» **Brief**: Every entry below must be transcribed word for word, and the images must be left out.

» **Information**:
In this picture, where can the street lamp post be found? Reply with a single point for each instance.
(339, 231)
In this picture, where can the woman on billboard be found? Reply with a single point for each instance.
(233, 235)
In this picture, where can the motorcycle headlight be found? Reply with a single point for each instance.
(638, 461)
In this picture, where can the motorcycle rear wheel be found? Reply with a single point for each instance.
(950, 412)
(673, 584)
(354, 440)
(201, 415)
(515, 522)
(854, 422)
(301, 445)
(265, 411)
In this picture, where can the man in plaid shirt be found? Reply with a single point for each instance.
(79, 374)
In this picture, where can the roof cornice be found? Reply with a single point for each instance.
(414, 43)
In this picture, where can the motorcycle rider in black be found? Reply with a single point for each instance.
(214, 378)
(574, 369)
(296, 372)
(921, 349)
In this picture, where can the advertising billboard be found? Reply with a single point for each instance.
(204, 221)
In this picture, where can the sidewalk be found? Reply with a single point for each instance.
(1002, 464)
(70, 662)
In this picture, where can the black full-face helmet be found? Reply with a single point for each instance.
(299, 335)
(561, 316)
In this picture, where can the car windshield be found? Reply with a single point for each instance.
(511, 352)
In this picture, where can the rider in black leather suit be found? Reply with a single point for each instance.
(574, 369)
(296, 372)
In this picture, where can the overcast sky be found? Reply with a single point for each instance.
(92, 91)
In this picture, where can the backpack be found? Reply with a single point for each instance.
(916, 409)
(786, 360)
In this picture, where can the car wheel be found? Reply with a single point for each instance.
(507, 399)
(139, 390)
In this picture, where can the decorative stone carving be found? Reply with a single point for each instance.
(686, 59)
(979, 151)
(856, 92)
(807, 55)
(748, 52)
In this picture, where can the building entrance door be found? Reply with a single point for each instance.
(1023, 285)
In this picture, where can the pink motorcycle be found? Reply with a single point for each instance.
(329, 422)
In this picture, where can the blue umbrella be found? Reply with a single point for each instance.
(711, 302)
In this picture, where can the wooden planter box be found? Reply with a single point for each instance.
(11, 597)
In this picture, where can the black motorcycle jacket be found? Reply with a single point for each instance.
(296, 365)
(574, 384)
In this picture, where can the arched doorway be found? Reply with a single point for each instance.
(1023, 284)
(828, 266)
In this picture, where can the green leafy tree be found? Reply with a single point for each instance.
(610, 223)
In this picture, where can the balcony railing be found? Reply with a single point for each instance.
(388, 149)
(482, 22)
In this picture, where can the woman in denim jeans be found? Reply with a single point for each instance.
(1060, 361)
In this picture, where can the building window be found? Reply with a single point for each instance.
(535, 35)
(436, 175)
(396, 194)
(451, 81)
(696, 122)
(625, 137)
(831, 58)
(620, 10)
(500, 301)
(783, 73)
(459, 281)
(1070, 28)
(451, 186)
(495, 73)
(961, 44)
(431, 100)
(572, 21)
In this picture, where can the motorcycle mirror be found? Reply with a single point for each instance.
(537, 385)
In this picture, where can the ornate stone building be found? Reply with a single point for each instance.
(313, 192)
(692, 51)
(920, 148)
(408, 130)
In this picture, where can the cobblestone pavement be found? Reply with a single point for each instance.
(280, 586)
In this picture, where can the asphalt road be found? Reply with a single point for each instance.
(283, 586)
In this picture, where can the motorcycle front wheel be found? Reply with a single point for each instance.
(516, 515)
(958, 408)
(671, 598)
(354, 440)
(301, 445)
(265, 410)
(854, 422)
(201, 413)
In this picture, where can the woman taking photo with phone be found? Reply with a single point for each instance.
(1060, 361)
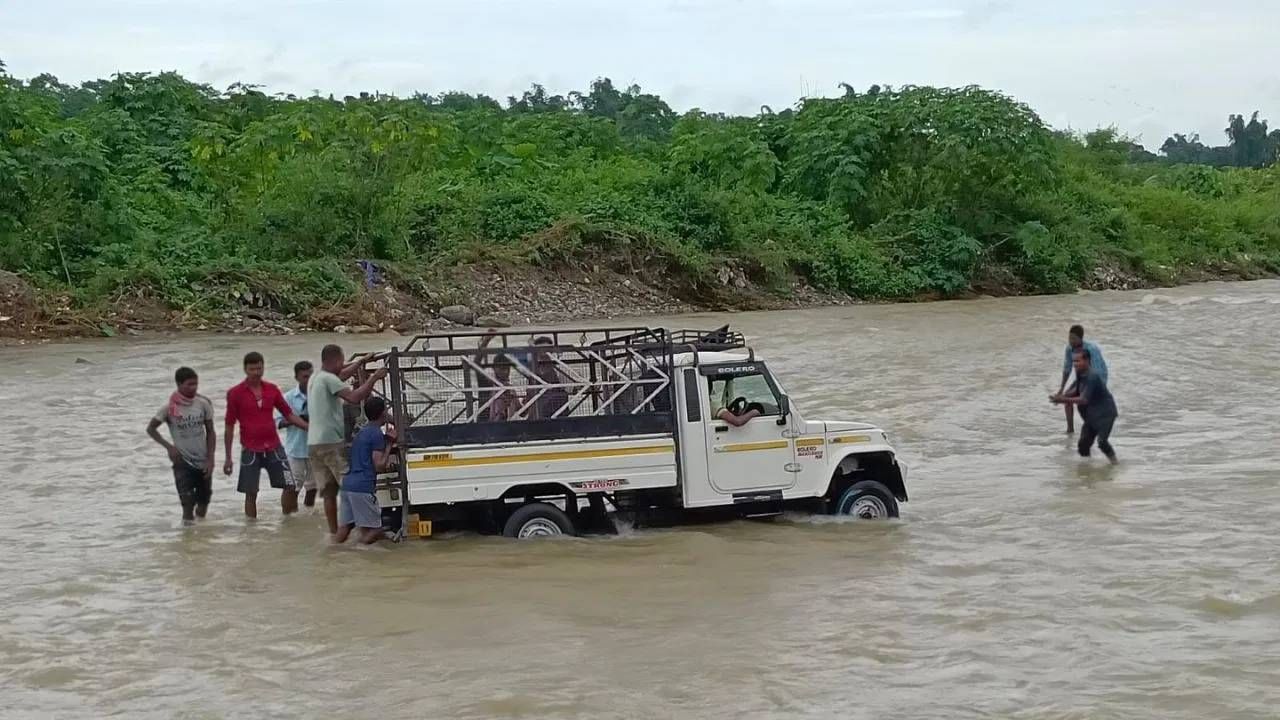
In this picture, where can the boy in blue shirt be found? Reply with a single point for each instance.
(1075, 342)
(357, 504)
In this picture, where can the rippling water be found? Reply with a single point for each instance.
(1022, 582)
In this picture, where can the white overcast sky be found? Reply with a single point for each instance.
(1150, 67)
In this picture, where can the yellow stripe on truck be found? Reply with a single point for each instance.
(750, 446)
(448, 460)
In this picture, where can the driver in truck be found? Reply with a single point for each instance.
(736, 413)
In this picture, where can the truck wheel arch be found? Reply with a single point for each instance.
(880, 466)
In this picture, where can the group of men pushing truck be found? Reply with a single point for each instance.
(312, 458)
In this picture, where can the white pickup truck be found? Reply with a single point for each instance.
(568, 432)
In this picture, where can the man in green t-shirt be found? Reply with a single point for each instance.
(327, 392)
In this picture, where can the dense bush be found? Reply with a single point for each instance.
(152, 185)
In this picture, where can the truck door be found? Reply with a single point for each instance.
(758, 455)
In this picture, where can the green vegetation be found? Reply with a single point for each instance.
(147, 186)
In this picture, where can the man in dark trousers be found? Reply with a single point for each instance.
(190, 417)
(1097, 406)
(1075, 341)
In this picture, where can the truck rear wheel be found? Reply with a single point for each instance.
(538, 520)
(867, 500)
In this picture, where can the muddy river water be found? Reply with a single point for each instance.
(1020, 582)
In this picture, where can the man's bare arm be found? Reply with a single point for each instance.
(154, 431)
(210, 446)
(359, 395)
(351, 368)
(228, 437)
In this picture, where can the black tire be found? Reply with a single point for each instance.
(867, 500)
(538, 520)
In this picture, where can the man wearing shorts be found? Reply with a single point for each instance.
(357, 501)
(190, 417)
(296, 438)
(252, 404)
(327, 391)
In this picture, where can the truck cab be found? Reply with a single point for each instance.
(777, 455)
(566, 432)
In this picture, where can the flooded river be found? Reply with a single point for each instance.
(1020, 582)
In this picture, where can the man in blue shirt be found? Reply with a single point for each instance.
(1075, 342)
(357, 502)
(296, 441)
(1097, 406)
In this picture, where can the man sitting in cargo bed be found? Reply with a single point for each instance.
(549, 400)
(498, 401)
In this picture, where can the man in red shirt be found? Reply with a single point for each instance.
(252, 404)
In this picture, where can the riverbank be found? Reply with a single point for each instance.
(480, 295)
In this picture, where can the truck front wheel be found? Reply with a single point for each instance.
(538, 520)
(867, 500)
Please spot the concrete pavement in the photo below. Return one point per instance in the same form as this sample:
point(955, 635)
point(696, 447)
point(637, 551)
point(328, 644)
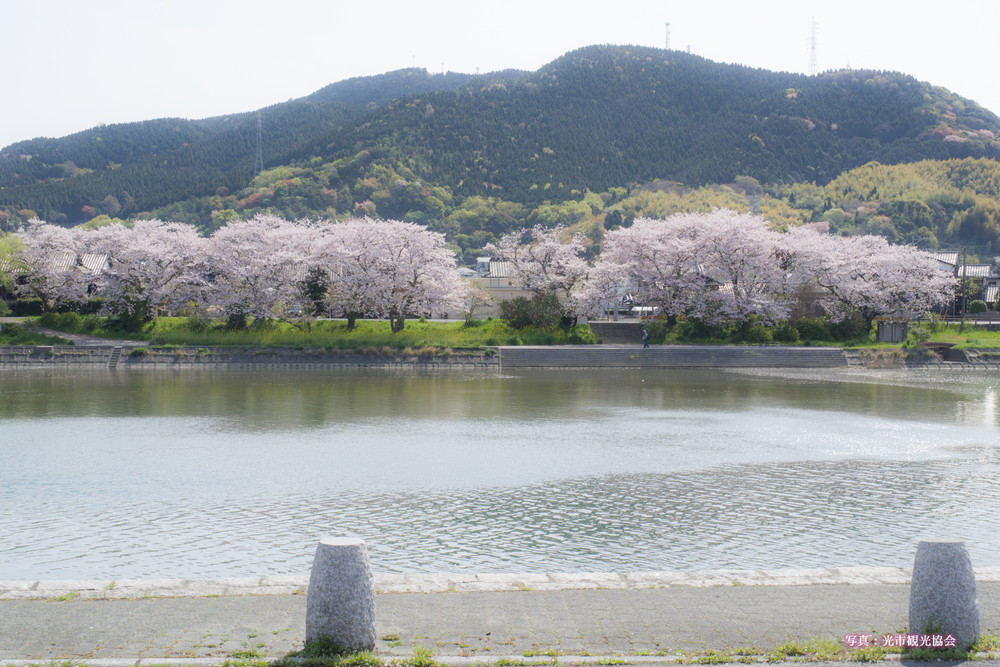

» **Exercise output**:
In this picture, where can the street lamp post be found? Reply with a single point for each instance.
(339, 231)
In this picture, where can the woman on billboard be found? Reply with a single point for each instance.
(233, 235)
In this picture, where can the motorcycle headlight be found? Reply with a single point for each instance.
(638, 461)
In this picture, where can the motorcycle rear wheel be found? Reply with a single point for each instance.
(950, 412)
(673, 584)
(354, 440)
(201, 415)
(515, 522)
(854, 422)
(301, 445)
(265, 411)
In this picture, where can the man in plaid shirt be found? Reply with a single point for each instance.
(79, 374)
In this picture, where can the roof cornice be found? Reply with a single point for each instance.
(414, 43)
In this picture, where can the motorcycle rider in black be found? Reply with a single point for each instance.
(214, 378)
(574, 369)
(296, 372)
(921, 349)
In this picture, where can the advertising billboard be found? Reply with a single point for each instance.
(204, 221)
In this picture, where can the sidewalk be found? Reply with a single point for each instance.
(1002, 464)
(70, 662)
In this picture, where can the black full-face helmet be found? Reply with a single point for each instance.
(299, 335)
(561, 316)
In this picture, where can the car windshield be found? Reply with a single point for each instance.
(511, 352)
In this picture, where can the rider in black leather suit be found? Reply with a single point for each instance.
(574, 369)
(296, 372)
In this picture, where can the overcast sky be found? Reply with a single point for each instance.
(92, 91)
In this picture, where can the backpack be found? Reply with a single point for each instance.
(916, 409)
(786, 360)
In this picture, where can the car wheel be found? Reply with a single point for each instance.
(507, 399)
(139, 390)
In this picture, where can the decorative stone carving be found? Reply with a single point for each instance.
(686, 59)
(979, 151)
(856, 92)
(807, 55)
(748, 52)
In this picture, where can the building entrance door be found? Reply with a single point for each instance.
(1023, 285)
In this picture, where can the pink motorcycle be found? Reply with a single point for each instance.
(329, 422)
In this picture, where can the blue umbrella be found? Reply with a single point for each instance.
(711, 302)
In this picture, where can the wooden planter box be found? Reply with a single point for each instance.
(11, 597)
In this picture, where can the black motorcycle jacket be found? Reply with a single point for each instance.
(296, 365)
(574, 384)
In this picture, where can the arched doorway be found? Reply with a single point for each instance.
(1023, 284)
(828, 266)
In this picture, where can the green leafy tree be found? Reply with a single point for each instance.
(610, 223)
In this picture, where can the balcony railing be found? Reply with a single point for each instance.
(388, 149)
(482, 22)
In this picture, where can the woman in denim jeans be found? Reply with a single point for each instance.
(1060, 361)
In this picture, where can the building window be found? Reply with a single point for each instance.
(535, 35)
(436, 175)
(396, 194)
(451, 81)
(696, 122)
(625, 137)
(831, 58)
(620, 10)
(500, 301)
(783, 73)
(459, 281)
(1070, 28)
(451, 186)
(495, 73)
(961, 44)
(431, 100)
(572, 21)
In this picture, where can the motorcycle mirror be found? Reply with a single point for each instance.
(537, 385)
In this picture, where can the ornate stone building be found? Reply with a single point for each instance.
(313, 192)
(692, 51)
(920, 148)
(408, 130)
In this picture, where can the cobblestone pavement be found? Reply with a single point for each instance.
(280, 586)
In this picture, where can the asphalt road be found? Reply with a single point for each instance.
(283, 586)
In this picture, where can the motorcycle front wheel be found? Reply with a single point for each instance.
(516, 515)
(958, 408)
(671, 598)
(354, 440)
(301, 445)
(265, 410)
(854, 422)
(201, 413)
In this picture, where can the woman taking photo with phone be found? Reply with a single point for each instance.
(1060, 361)
In this picture, where can the boy in blue shirt be found? Reply with a single point for each instance.
(1075, 342)
(357, 504)
In this picture, where can the rippling water be found? Reply with a single point for each instance.
(1022, 582)
In this picture, where can the white overcast sky be found? Reply with a single point for each instance.
(1150, 67)
In this picture, where can the yellow stripe on truck be found? Reply with a single point for each instance.
(750, 446)
(448, 460)
In this picture, where can the driver in truck be found? Reply with a single point for each instance.
(736, 413)
In this picture, where can the truck wheel arch be found? Reply with a single point for each instance.
(880, 466)
In this picture, where can the group of men pushing truck be found? Reply with a single point for each instance.
(312, 458)
In this picture, where can the white pickup truck be found? Reply with a single point for each instance.
(568, 432)
In this picture, where can the man in green t-shirt be found? Reply with a single point for each instance.
(327, 392)
In this picture, where can the dense bush be found? Reply with a single point for each instance.
(152, 185)
In this picture, where can the truck door be found? Reply with a single point for each instance.
(758, 455)
In this picture, where can the green vegetation be found? Reply with a single point for each instance.
(147, 186)
In this picture, where can the man in dark trousers be found? Reply with a single point for each instance.
(190, 417)
(1097, 406)
(1075, 341)
In this picture, where can the truck rear wheel be found? Reply with a single point for each instance.
(538, 520)
(867, 500)
In this picture, where can the muddy river water be found? Reply with a single point for each instance.
(1020, 582)
In this picture, where can the man's bare arm be found? Reply with a single point for each instance.
(154, 431)
(210, 446)
(359, 395)
(351, 368)
(228, 437)
In this picture, where can the black tire be found? Reply with a single point for each instance.
(867, 500)
(538, 520)
In this picture, where can the man wearing shorts be found? Reply with a single point for each instance.
(357, 501)
(190, 417)
(296, 438)
(252, 404)
(327, 391)
In this picture, where can the truck cab be found? Reply with a single point for each instance.
(777, 455)
(566, 432)
In this picture, where can the flooded river be found? Reply with a single point for each instance.
(1020, 582)
In this picture, where can the man in blue shirt be found? Reply with a single point for each instance.
(1075, 342)
(357, 502)
(296, 441)
(1097, 406)
In this picture, where can the man sitting in cargo bed be found? Reply with a single point for each instance.
(549, 400)
(498, 401)
In this picture, where can the man in red shirt be found? Reply with a single point for each instance.
(252, 404)
In this picture, where can the riverbank be found? Reply with a single point for each instance.
(480, 295)
In this picture, where can the truck front wheel be found? Reply with a single point for each instance.
(538, 520)
(867, 500)
Please spot the concrete pavement in the photo below. Return one point per instance in the same form as this sample:
point(955, 635)
point(696, 447)
point(637, 551)
point(328, 644)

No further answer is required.